WORK TO COMPLETE: Below are records. Find each line in them that holds the word "stack" and copy it.

[Referring expression pointing data]

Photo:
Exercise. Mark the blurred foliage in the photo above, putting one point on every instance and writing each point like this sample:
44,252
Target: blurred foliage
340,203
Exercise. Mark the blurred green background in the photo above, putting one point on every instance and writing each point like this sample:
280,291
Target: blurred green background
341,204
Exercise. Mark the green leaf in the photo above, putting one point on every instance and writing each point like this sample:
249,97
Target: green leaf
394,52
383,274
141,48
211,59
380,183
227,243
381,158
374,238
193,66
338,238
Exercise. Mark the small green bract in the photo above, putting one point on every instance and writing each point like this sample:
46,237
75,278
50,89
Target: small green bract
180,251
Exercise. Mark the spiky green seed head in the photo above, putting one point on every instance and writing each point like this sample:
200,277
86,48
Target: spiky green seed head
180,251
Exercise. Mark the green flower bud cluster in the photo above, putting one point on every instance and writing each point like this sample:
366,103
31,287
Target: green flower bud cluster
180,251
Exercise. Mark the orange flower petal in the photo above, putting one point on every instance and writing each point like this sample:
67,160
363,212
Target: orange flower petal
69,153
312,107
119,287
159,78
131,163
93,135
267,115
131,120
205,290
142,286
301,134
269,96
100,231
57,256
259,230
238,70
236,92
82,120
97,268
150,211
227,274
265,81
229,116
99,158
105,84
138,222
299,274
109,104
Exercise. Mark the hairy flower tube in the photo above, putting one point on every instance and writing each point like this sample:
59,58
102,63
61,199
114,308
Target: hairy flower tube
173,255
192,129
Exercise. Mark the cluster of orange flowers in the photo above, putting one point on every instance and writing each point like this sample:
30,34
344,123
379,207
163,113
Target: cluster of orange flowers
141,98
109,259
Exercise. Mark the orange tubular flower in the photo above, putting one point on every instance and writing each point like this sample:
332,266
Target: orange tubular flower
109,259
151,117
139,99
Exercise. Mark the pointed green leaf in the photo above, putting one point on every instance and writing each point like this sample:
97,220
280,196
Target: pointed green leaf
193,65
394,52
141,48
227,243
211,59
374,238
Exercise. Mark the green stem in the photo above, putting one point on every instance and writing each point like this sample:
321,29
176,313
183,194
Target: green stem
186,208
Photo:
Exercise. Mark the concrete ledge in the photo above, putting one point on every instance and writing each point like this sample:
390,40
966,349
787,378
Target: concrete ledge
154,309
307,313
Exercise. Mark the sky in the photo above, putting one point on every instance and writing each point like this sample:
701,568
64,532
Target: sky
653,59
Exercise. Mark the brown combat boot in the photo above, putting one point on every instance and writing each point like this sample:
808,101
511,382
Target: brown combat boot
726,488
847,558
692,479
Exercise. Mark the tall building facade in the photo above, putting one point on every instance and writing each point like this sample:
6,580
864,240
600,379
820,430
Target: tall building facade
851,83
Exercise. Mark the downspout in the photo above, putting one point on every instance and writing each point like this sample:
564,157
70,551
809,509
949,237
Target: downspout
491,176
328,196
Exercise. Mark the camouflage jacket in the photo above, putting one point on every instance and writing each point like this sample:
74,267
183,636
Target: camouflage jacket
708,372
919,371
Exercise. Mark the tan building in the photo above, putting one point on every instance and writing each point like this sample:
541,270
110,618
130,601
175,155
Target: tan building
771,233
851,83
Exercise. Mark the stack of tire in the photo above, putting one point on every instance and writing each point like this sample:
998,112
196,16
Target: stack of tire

ANSWER BOX:
Exercise. Mark the stack of tire in the photo above, putting one point on every instance and writing each point like this sample:
Target: stack of tire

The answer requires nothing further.